#### Description of the task:
Could you hand back the listing below unchanged, line for line and word for word?

#### Record set:
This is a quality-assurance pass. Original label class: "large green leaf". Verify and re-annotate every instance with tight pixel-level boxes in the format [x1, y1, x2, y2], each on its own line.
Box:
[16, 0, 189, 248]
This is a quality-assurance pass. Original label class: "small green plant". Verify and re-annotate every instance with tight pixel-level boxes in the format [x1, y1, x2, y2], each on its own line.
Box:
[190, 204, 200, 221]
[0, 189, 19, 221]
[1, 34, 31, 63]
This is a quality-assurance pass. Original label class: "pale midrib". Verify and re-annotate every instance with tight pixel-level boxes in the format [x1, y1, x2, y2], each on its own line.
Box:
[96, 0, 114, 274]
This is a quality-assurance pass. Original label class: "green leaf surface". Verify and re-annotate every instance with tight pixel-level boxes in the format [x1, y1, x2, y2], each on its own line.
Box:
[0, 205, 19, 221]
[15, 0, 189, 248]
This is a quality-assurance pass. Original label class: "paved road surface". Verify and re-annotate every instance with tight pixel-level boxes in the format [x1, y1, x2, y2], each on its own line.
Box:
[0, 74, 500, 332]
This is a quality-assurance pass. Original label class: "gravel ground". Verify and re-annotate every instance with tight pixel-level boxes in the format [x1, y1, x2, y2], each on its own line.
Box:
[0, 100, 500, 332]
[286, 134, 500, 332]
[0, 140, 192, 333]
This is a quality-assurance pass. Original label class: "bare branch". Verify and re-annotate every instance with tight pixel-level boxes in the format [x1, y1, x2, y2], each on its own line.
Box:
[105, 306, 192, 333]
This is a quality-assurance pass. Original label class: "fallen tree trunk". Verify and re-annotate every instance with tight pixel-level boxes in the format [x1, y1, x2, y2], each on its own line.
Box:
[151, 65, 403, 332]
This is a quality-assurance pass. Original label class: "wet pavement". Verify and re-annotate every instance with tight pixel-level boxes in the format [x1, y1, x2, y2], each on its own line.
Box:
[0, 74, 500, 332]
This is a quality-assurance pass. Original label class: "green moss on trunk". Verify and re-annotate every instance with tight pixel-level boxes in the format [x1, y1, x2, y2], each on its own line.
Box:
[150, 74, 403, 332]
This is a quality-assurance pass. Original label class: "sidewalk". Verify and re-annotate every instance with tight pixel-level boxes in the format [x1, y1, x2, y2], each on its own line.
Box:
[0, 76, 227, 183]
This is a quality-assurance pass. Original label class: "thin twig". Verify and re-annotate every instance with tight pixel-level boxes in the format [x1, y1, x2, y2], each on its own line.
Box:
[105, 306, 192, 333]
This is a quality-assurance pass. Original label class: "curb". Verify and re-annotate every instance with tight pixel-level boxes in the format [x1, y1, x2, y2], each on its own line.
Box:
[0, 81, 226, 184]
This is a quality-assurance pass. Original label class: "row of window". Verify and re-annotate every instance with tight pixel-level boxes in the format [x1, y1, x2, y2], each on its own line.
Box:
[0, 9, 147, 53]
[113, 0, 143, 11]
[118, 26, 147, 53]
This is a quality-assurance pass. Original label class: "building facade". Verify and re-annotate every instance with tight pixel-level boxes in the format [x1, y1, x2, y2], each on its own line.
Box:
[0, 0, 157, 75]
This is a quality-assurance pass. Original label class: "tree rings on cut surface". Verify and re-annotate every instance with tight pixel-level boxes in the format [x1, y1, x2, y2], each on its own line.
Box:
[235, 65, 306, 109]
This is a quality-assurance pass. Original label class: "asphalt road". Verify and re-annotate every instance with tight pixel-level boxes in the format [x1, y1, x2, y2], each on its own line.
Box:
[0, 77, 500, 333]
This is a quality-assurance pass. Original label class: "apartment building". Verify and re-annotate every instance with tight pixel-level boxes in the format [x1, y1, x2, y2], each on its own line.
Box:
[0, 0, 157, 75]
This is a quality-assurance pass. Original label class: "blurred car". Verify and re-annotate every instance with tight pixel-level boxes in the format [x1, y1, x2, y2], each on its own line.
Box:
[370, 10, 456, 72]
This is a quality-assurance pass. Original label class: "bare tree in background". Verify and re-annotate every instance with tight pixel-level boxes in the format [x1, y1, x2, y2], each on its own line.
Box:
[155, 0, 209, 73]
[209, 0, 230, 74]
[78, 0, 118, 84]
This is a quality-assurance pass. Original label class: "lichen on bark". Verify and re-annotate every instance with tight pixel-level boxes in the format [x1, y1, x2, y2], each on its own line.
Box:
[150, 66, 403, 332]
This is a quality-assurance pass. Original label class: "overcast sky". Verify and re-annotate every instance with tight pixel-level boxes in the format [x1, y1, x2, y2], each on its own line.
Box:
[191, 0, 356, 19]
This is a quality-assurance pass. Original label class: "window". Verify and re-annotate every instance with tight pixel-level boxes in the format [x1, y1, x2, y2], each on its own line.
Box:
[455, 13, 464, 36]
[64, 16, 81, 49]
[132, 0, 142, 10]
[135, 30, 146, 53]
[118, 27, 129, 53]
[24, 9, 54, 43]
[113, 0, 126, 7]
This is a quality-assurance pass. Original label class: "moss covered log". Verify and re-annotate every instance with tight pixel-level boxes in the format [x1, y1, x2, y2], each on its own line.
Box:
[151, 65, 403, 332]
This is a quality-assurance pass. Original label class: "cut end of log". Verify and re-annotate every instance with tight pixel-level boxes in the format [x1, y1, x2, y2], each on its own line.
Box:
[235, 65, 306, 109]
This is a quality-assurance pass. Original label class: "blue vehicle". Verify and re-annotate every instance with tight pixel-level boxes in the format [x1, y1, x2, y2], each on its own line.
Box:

#### Output of the task:
This is a quality-assurance pass. Original label class: "large green leaf". Verify and re-annotate every instance with tight pixel-level boxes in the format [x1, y1, x2, y2], each on its own line.
Box:
[16, 0, 189, 248]
This is a quality-assurance pass. Original label class: "small green plant". Verify and re-annotate every instance with tight pixel-level boxes in the format [x1, y1, x2, y2], each on its own line.
Box:
[190, 204, 200, 221]
[0, 189, 19, 221]
[1, 34, 31, 63]
This is a quality-assurance pass. Original label class: "pale midrib". Verify and re-annotate every instance with tight pixel-level boxes in the format [x1, y1, x2, y2], each on its own line.
Box:
[96, 0, 114, 274]
This is a quality-assurance pass. Original label class: "green leaf surface". Verify and re-annotate every instance with tight pixel-level boxes in the format [x1, y1, x2, y2], each on its own line.
Box:
[0, 205, 19, 221]
[15, 0, 189, 248]
This is a quality-assurance pass. Original label class: "paved road surface". Verify and re-annotate every instance with tight pixel-level boxes in the format [x1, y1, x2, y2], each on its own line.
Box:
[0, 74, 500, 332]
This is a quality-assurance pass. Original label class: "gravel ground". Verify and re-annotate every instance with tight pixel-level boxes in the format [x1, y1, x2, y2], each on its own line.
Box:
[0, 100, 500, 332]
[286, 134, 500, 332]
[0, 140, 192, 333]
This is a quality-assurance pass. Original label class: "bare branch". Verify and re-annotate every instance with tight pixel-level boxes in the format [x1, y1, x2, y2], each on its own line.
Box:
[105, 306, 192, 333]
This is a quality-assurance pass. Original label class: "fallen tree trunk". Verify and re-annotate every instance with tight pixel-level boxes in the format [x1, y1, x2, y2], each on its own line.
Box:
[151, 65, 403, 332]
This is a quality-assurance pass. Original label class: "wet pavement". Verify and re-annotate every instance with tight pixel-level boxes in the format [x1, y1, x2, y2], each on its own line.
Box:
[0, 74, 500, 332]
This is a quality-assurance pass. Original label class: "green moss on trunk". Verify and re-annotate every instance with tight pixel-level boxes in the format [x1, y1, x2, y2], each on its own line.
Box:
[150, 74, 403, 332]
This is a quality-assurance pass. Original label class: "sidewalk". Verify and re-annotate every instance with tight pixel-level boxes in the format [x1, y1, x2, y2], each on its own line.
Box:
[0, 76, 227, 183]
This is a quality-assurance pass. Original label class: "thin twig". Verify and re-annotate every instance with tight pixel-level boxes in the format [x1, y1, x2, y2], each on its own line.
Box:
[105, 306, 192, 333]
This is a quality-assurance pass. Original label class: "curb". Verify and re-annotate every instance with tight pixel-level boxes in the format [x1, y1, x2, y2], each on its own line.
Box:
[0, 81, 226, 184]
This is a quality-assurance pass. Original label class: "row of window". Verify and re-annotate every instance with tight pixel-level boxes in the format [x1, y1, x2, y2], each on its own line.
Box:
[0, 9, 147, 53]
[113, 0, 143, 11]
[118, 26, 147, 53]
This is a quality-assurance pass. Original label class: "building facade". Verify and re-annotate every instance with tight pixel-level boxes in the format [x1, y1, x2, y2], each on its own line.
Box:
[0, 0, 157, 75]
This is a quality-assurance pass. Original label class: "tree rings on cut surface". Verify and re-annotate every instance with tight pixel-level boxes in the format [x1, y1, x2, y2], each on its own line.
Box:
[235, 65, 306, 109]
This is a quality-assurance pass. Original label class: "asphalt road". Verify and re-annotate every instance with tight pixel-level boxes in the format [x1, y1, x2, y2], each on its own line.
Box:
[0, 77, 500, 333]
This is a quality-assurance pass. Original label class: "apartment building". Verify and re-annotate every instance with tight pixel-level boxes in the format [x1, y1, x2, y2], each on its own line.
Box:
[0, 0, 157, 75]
This is a quality-assurance pass. Original label class: "blurred car". Verify and re-annotate every instance with tight pixel-level boxes in the format [x1, y1, x2, y2], each on its own line.
Box:
[370, 10, 456, 72]
This is a quality-assurance pass. Original label class: "bare tree in background". Verify and re-annotate every instance with tight pixel-level boxes in the format [x1, y1, x2, y2], each on its own line.
Box:
[155, 0, 209, 73]
[209, 0, 230, 74]
[78, 0, 118, 84]
This is a quality-assurance pass. Original label class: "lichen on bark". Verify and re-annotate every instance with tight pixel-level boxes in the format [x1, y1, x2, y2], each on its own line.
Box:
[150, 66, 403, 332]
This is a quality-assurance pass. Original label class: "overcast sky". Verify and re-annotate every instance with tight pixel-level boxes in the format [x1, y1, x2, y2], each on its own line.
Box:
[191, 0, 356, 19]
This is a quality-assurance pass. Original label class: "window". Verify and re-annotate every instance with tight pixel-level boxes in the format [x1, y1, x2, y2], each on its own line.
Box:
[455, 13, 464, 36]
[64, 16, 81, 49]
[132, 0, 142, 10]
[135, 30, 146, 53]
[118, 27, 129, 53]
[24, 9, 54, 43]
[113, 0, 126, 7]
This is a quality-assurance pass. Original label class: "moss covered log". Verify and re-annotate every instance with tight pixel-level boxes in the format [x1, y1, x2, y2], each on its own line.
Box:
[151, 65, 403, 332]
This is a quality-assurance pass. Original label class: "cut end of log". Verify and re-annotate every instance with tight pixel-level boxes in the format [x1, y1, x2, y2], each on its own line.
Box:
[235, 65, 306, 109]
This is a quality-assurance pass. Original label class: "blue vehicle". Verify and re-annotate every instance with tight pixel-level boxes in the format [x1, y1, x2, y2], each on its own line.
Box:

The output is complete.